### TEXTO FORNECIDO

###

Em termos de músicos, quem trabalhou contigo neste álbum?

Reuni uma equipa de amigos músicos da França, Finlândia e Chile. Da França, os meus colaboradores anteriores dos Chrysalis e dos primeiros álbuns de Eilera: o guitarrista Loïc Tézénas e o teclista Dominique Dijoux. Também da França, Pereg Ar Bagol (Celtic Bastards, Skiltron), que podes ouvir na introdução do álbum, a tocar gaita de foles e  acordeão diatónico e a cantar. Da Finlândia, o baixista Sami Hinkka (Ensiferum), o contrabaixista Juho Martikainen (Puer), o guitarrista Roni Seppänen (Wheel) e o baterista Toni Paananen. Do Chile, o guitarrista Zé Javier.

 

Em relação a Waves, como foi a tua abordagem em termos de composição?

###

### ENUNCIADO DA TAREFA
Copie o texto sobre o álbum, desde "Reuni uma equipa" até "termos de composição?", alterando "França" para "Bélgica".

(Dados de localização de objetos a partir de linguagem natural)

###

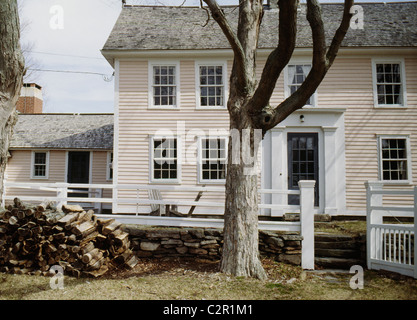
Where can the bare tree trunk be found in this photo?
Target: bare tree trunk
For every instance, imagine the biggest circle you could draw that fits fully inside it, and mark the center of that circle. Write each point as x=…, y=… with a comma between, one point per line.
x=11, y=77
x=240, y=255
x=249, y=109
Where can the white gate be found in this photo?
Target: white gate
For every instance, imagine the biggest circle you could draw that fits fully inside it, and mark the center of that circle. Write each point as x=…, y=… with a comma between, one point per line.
x=390, y=246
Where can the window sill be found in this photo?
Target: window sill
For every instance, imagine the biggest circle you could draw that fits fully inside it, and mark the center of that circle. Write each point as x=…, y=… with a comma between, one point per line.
x=163, y=108
x=156, y=182
x=396, y=183
x=211, y=182
x=211, y=108
x=389, y=106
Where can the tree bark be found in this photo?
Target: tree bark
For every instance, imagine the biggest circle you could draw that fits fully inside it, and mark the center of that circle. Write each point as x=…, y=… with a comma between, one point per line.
x=240, y=255
x=11, y=77
x=249, y=110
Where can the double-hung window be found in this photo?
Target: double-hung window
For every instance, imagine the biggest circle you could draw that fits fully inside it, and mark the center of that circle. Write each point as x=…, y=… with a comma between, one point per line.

###

### RESPOSTA À TAREFA
Reuni uma equipa de amigos músicos da Bélgica, Finlândia e Chile. Da Bélgica, os meus colaboradores anteriores dos Chrysalis e dos primeiros álbuns de Eilera: o guitarrista Loïc Tézénas e o teclista Dominique Dijoux. Também da Bélgica, Pereg Ar Bagol (Celtic Bastards, Skiltron), que podes ouvir na introdução do álbum, a tocar gaita de foles e  acordeão diatónico e a cantar. Da Finlândia, o baixista Sami Hinkka (Ensiferum), o contrabaixista Juho Martikainen (Puer), o guitarrista Roni Seppänen (Wheel) e o baterista Toni Paananen. Do Chile, o guitarrista Zé Javier.

 

Em relação a Waves, como foi a tua abordagem em termos de composição?